=== Aufgabe 1 ===
Wer spielt laut dem Textauszug die Patienten bei der Übung?
=== Aufgabe 2 ===
Entnehmen Sie dem Textauszug wortgetreu die Passage zwischen „Auf welche Situationen“ und „alarmiert worden wären.“, beide eingeschlossen.

=== Textauszug ===
·····
Neuhof: Das geht aus rechtlichen Gründen nicht, dieses Signal ist für absolute Notfälle reserviert und bei uns ist ja alles gefakt.

Popp: Aber davon abgesehen simulieren wir den Einsatz-Alltag ziemlich exakt — von der Alarmierung in der Wache über die Fahrt im Rettungswagen bis zur Versorgung des Patienten am Einsatzort. Und unsere Patienten, sechs Schulsanitäter vom Gymnasium Oberasbach spielen sie, haben täuschend echt geschminkte Verletzungen. So können die Jugendlichen unter nahezu realen Bedingungen üben. Freilich muss ein Ausbilder mit in die Fahrerkabine, allein schon wegen des Führerscheins. Aber er fungiert nur als Beobachter der Jung-Sanis im Wagen und spielt, falls angefordert, den Notarzt. Und er gibt den Zukünftigen Feedback.

Auf welche Situationen treffen die Nachwuchskräfte?

Popp: Am Kreisverkehr am Ende des PinderParks bekommt beispielsweise ein Bogenschütze einen Pfeil im Unterschenkel ab. Beim SV Weiherhof wartet jemand mit Knöchelbruch. Und am Landratsamt ist eine Person die Treppe heruntergestürzt. Wir haben darauf geachtet, dass unsere Einsatzorte nicht zu belebt sind, nicht dass ein nichtsahnender Beobachter tatsächlich den Rettungsdienst alarmiert.

Neuhof: Und es geht darum, dass der Nachwuchs die Klassiker im Einsatz-Alltag einüben kann, den Herzinfarkt, die Hyperventilation oder den Unterzucker.

Dabei verbindet man Rettungsseinsätze doch immer mit Unfällen...

Popp: Im echten Einsatz-Alltag ist das Gros nicht der spektakuläre Unfall, eher sind es internistische Notfälle oder Kleinigkeiten. Aber wir fahren lieber fünf Bagatell-Einsätze, als dass wir bei Gravierendem nicht alarmiert worden wären.
·····
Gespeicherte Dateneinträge
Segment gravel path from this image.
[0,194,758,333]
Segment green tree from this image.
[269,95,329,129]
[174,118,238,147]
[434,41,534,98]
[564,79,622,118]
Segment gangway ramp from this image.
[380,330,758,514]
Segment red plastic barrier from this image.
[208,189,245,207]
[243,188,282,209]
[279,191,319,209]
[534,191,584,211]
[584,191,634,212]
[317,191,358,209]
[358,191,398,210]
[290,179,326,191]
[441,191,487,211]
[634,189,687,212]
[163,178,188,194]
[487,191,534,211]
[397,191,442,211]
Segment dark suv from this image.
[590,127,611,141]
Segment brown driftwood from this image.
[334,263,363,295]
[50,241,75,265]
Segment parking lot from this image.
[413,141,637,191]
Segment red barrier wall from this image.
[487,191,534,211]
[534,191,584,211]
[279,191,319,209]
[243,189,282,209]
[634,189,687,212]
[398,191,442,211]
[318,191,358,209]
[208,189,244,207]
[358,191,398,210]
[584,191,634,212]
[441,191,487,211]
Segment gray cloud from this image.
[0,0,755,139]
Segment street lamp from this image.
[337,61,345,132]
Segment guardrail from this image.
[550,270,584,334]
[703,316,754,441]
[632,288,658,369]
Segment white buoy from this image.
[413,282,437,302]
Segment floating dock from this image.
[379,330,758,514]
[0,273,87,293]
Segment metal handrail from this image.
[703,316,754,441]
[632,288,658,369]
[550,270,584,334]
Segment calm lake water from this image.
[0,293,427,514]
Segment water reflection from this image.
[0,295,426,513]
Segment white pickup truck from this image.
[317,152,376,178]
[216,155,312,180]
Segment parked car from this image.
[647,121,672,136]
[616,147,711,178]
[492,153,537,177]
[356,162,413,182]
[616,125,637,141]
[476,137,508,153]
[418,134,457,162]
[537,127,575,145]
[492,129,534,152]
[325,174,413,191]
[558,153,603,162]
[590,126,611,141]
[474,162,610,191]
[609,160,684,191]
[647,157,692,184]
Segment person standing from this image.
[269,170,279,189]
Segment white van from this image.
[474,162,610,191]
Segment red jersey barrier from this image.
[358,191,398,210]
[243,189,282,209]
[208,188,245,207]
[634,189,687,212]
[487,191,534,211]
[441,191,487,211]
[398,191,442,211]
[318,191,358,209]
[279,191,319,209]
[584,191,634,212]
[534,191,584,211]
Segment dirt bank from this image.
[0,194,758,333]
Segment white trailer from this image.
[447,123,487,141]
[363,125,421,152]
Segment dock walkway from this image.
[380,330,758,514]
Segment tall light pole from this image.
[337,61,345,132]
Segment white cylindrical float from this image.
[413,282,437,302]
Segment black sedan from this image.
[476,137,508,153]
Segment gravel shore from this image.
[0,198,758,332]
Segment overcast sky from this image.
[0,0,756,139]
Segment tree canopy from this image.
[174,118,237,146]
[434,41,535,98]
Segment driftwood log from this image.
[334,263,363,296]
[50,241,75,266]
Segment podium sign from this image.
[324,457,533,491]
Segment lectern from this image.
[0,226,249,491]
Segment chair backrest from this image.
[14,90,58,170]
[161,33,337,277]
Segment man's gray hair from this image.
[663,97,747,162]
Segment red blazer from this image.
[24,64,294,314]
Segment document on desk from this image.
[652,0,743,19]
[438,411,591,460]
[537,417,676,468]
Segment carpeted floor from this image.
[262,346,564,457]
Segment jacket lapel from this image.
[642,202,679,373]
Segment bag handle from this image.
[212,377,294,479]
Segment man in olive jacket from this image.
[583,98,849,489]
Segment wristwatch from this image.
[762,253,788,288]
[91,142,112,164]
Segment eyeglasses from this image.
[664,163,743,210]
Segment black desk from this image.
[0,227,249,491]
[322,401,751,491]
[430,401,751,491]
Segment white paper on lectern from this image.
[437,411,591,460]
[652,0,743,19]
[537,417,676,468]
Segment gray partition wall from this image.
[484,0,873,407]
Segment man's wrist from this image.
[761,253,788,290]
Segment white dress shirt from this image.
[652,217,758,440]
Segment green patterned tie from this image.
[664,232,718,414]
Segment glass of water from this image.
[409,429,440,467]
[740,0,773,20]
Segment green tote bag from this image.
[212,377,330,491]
·····
=== Lösung 1 ===
Sechs Schulsanitäter vom Gymnasium Oberasbach.

=== Lösung 2 ===
Auf welche Situationen treffen die Nachwuchskräfte?

Popp: Am Kreisverkehr am Ende des PinderParks bekommt beispielsweise ein Bogenschütze einen Pfeil im Unterschenkel ab. Beim SV Weiherhof wartet jemand mit Knöchelbruch. Und am Landratsamt ist eine Person die Treppe heruntergestürzt. Wir haben darauf geachtet, dass unsere Einsatzorte nicht zu belebt sind, nicht dass ein nichtsahnender Beobachter tatsächlich den Rettungsdienst alarmiert.

Neuhof: Und es geht darum, dass der Nachwuchs die Klassiker im Einsatz-Alltag einüben kann, den Herzinfarkt, die Hyperventilation oder den Unterzucker.

Dabei verbindet man Rettungsseinsätze doch immer mit Unfällen...

Popp: Im echten Einsatz-Alltag ist das Gros nicht der spektakuläre Unfall, eher sind es internistische Notfälle oder Kleinigkeiten. Aber wir fahren lieber fünf Bagatell-Einsätze, als dass wir bei Gravierendem nicht alarmiert worden wären.